This was the commitment given by the Labour Party in the manifesto on which it fought the last general election, less than 18 months ago. Small wonder, then, that Labour MPs must be in a state of anger and panic over the growing arguments within the Cabinet about university funding. The Government is at pains to stress that this manifesto promise was only for the lifetime of one parliament. But if any Labour MP, grubbing for votes on the doorstep last year, had intimated that this guarantee would not have been other than an indefinite commitment, they would have been mercilessly pilloried. Clare Short, at least, has worked out that this will be seen as a blatant broken promise.

There is something about "free" university education that is ingrained in the psychology of the middle classes and that governments tamper with at their electoral peril. Just about all ministers, now in their 40s and 50s, benefited from the classic "free" grammar, and they all received their higher education free. The phrase "tuition fees" would never even have entered family discussions as proud parents celebrated getting little Gordon, Robin, Jack or Clare into university. All that may have been at issue, when parents considered the cost of supporting their future cabinet offspring, would have been the means-tested local authority maintenance award to pay for books, booze and accommodation. Even the children of the richest parents received in the 1960s and 70s a minimum grant worth £250 at today's prices.

The replacement of the maintenance awards by a student loan system was only grumpily accepted after much dithering by the previous Tory government, and a long transition period was managed without riots in the streets. But even then, it took a decade from the first tentative steps taken in 1985 by Sir Keith Joseph before the new system was at last introduced.

I still shudder at the memory of hundreds of angry letters from aggrieved voters that persuaded me to join in the rumpus at the backbench 1922 Committee meeting in 1985 when Sir Keith was fried alive. He was forced to abandon his modest proposal that the well-off middle classes might pay a copper or two more towards the grant. It was several years before the proposal resurfaced. But even Sir Keith recognised tuition fees were sacrosanct.

Every logical argument makes the case for the current system of tuition fees to be funded on a new basis. But the middle class squeals of pain, on behalf of offspring entering working life already burdened by an average debt of over £10,000, have an even more powerful logic at the ballot box. I would not want to be responsible for the reception a Labour MP will get on the doorstep at the next election.

__Task prompt__. Extend the piece on university tuition fees beyond its final sentence. The data that follows comes from a separate source.

__Extracted records__.
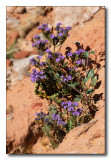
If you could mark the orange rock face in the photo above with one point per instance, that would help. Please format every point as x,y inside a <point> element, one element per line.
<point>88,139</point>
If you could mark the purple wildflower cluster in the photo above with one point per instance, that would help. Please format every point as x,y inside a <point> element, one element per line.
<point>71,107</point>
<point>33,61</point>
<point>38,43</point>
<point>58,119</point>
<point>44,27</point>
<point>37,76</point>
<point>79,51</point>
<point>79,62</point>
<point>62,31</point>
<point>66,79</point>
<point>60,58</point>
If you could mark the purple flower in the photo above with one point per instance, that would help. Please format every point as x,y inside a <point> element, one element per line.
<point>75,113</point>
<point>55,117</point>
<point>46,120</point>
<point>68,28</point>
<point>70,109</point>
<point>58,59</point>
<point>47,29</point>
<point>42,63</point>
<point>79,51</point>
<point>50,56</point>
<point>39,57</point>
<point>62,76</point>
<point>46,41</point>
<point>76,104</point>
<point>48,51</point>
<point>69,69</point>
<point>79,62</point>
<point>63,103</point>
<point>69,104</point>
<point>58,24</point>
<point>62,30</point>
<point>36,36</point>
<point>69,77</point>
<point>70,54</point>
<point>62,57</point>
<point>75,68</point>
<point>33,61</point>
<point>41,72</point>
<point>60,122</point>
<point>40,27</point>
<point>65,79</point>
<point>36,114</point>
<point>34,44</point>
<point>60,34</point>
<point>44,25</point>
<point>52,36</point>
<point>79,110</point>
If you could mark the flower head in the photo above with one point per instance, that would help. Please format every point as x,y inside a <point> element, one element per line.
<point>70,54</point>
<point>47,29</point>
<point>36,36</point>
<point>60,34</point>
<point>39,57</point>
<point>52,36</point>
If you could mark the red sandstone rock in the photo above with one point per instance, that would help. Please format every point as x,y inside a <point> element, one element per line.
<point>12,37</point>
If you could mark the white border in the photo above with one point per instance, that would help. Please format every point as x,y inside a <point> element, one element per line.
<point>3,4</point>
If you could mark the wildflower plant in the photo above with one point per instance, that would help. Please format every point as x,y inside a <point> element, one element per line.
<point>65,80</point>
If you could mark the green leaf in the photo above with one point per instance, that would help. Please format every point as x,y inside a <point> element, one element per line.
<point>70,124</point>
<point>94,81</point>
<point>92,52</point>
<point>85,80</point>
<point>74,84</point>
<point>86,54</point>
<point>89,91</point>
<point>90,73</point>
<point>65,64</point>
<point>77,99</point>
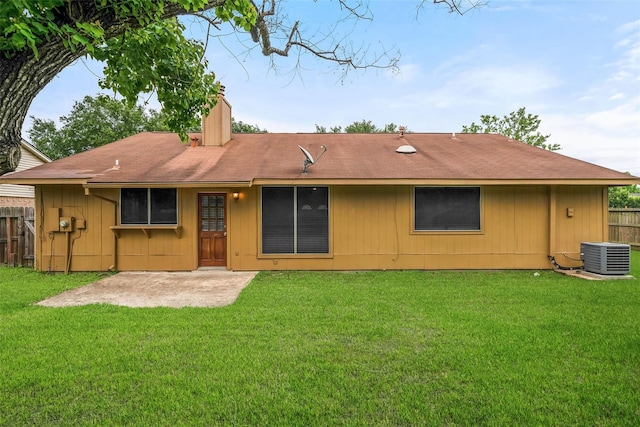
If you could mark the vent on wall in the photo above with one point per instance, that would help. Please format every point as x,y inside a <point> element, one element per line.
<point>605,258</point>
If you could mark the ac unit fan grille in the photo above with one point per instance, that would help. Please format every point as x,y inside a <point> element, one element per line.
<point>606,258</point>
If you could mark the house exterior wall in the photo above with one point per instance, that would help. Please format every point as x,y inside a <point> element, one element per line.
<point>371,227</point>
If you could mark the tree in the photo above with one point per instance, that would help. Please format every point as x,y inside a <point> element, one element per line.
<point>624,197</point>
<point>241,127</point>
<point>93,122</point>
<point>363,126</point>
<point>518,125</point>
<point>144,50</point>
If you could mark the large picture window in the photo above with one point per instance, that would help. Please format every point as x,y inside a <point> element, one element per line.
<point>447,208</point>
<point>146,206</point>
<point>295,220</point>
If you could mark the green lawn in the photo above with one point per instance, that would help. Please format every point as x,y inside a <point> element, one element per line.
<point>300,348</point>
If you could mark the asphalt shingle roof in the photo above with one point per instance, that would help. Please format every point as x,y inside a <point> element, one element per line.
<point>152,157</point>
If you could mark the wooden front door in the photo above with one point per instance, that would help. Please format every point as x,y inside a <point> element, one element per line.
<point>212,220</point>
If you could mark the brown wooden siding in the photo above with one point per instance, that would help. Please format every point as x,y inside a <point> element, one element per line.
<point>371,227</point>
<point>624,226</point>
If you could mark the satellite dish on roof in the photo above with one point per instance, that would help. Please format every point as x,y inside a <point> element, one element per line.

__Expected output__.
This is a hornets' nest that the Government will stir up at its peril. Every parent with a child at primary or secondary school will be calculating the potential impact of any change after the election. Already parents of 11- and 12-year-olds will be working out that, by the end of the next parliament, their offspring will be about to apply to go to university. Imagine the consequences where there may be two or three children in a family. So it is not so much the undergraduates, currently at university, who will be the most concerned. It is a whole generation of parents whose children are still playing the recorder who will be the loudest in their protests.

The consultation document published this week by Charles Clarke, the Secretary of State for Education, tries to separate the responsibility for funding a student from the parent. Every student from the age of 18 is, it claims, supposedly an adult and should not think of funding in terms of a parental contribution. In this way, so the argument goes, rich and poor students alike should be responsible for the incurring and repayment of the debt.

This is nonsense. The reality is that rich parents will ease the path – even if they squawk with pain – for their children, while those from poorer backgrounds will be discouraged. Margaret Hodge, Mr Clarke's minister for higher education, tries to sell the proposal on the basis that the income of a graduate is, on average, £400,000 more in a lifetime than a non-graduate's. But this hoary old chestnut could have applied at any time during the system of free tuition fees and maintenance awards and would certainly have been rejected by Mr Clarke and Jack Straw when they were presidents of the NUS.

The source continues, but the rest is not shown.